### Objective
Copy every one of the following items word for word, keeping each line in its original order.

### Dataset entries

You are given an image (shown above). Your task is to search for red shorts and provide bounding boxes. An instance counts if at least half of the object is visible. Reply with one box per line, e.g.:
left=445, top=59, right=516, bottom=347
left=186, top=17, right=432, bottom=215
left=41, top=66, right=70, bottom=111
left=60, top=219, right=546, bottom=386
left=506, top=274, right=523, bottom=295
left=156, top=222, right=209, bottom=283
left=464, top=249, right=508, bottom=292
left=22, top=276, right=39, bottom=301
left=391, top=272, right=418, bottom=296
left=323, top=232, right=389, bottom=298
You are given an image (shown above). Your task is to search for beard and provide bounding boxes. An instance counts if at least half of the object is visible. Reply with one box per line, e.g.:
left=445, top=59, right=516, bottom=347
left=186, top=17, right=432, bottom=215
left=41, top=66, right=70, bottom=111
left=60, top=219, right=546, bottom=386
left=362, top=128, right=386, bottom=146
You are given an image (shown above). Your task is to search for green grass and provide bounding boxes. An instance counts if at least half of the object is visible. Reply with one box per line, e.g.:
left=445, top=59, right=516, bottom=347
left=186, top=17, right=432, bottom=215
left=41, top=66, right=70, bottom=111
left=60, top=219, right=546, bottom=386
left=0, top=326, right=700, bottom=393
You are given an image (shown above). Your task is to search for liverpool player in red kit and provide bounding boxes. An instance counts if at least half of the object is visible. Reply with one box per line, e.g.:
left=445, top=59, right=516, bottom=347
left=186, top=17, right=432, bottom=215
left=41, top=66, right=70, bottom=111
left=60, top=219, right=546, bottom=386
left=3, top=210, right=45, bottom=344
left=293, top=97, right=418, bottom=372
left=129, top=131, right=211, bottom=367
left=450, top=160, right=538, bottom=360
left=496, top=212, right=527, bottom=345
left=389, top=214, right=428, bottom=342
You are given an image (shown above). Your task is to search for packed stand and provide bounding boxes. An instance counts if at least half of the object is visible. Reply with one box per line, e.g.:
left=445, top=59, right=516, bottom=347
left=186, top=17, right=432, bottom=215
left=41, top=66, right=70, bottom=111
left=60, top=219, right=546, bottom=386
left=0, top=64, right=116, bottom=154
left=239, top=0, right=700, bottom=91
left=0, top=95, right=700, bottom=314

### Solution to this exercise
You are given an image (shown above). Your task is to search for red shorts and provide bounding boxes. An instance counts if at least half of the object is visible. Reply with one box per line, e.g.:
left=445, top=59, right=516, bottom=347
left=186, top=17, right=432, bottom=215
left=41, top=66, right=70, bottom=111
left=60, top=219, right=546, bottom=386
left=506, top=274, right=523, bottom=295
left=156, top=222, right=209, bottom=283
left=464, top=249, right=508, bottom=292
left=22, top=276, right=39, bottom=301
left=391, top=272, right=418, bottom=296
left=323, top=232, right=389, bottom=298
You are given an image (shown above). Your task is to search for beard and provide bounding boxes. An instance counts if at least half of the object is visible. Reply with one box per line, e.g.:
left=445, top=59, right=516, bottom=347
left=186, top=17, right=432, bottom=215
left=41, top=66, right=70, bottom=111
left=60, top=219, right=546, bottom=386
left=362, top=128, right=386, bottom=146
You are given an image (shown above). Your task is to search for green grass and provide bounding boxes. An instance counts if at least half of the object is visible. Reply with one box per line, e.g.:
left=445, top=59, right=516, bottom=347
left=186, top=17, right=432, bottom=215
left=41, top=66, right=70, bottom=111
left=60, top=219, right=546, bottom=386
left=0, top=326, right=700, bottom=393
You are given an image (shown above). Your task is to search for liverpool player in red kit and provide bounding boxes. An instance counts if at least half of the object is visible. Reply with one box per line, e.g.:
left=445, top=59, right=516, bottom=347
left=186, top=17, right=432, bottom=215
left=41, top=66, right=70, bottom=111
left=60, top=219, right=546, bottom=386
left=3, top=210, right=45, bottom=344
left=293, top=97, right=418, bottom=372
left=129, top=131, right=211, bottom=367
left=450, top=160, right=538, bottom=360
left=496, top=212, right=527, bottom=345
left=389, top=214, right=428, bottom=342
You are given an image (shown above). Your task is to search for packed stand and provide bounding boxes. An instance counts if at least half of the object is visible. Reply with one box per line, e.g.:
left=445, top=59, right=516, bottom=347
left=186, top=17, right=432, bottom=215
left=41, top=66, right=70, bottom=111
left=60, top=219, right=546, bottom=386
left=0, top=64, right=116, bottom=154
left=239, top=0, right=700, bottom=91
left=0, top=95, right=700, bottom=314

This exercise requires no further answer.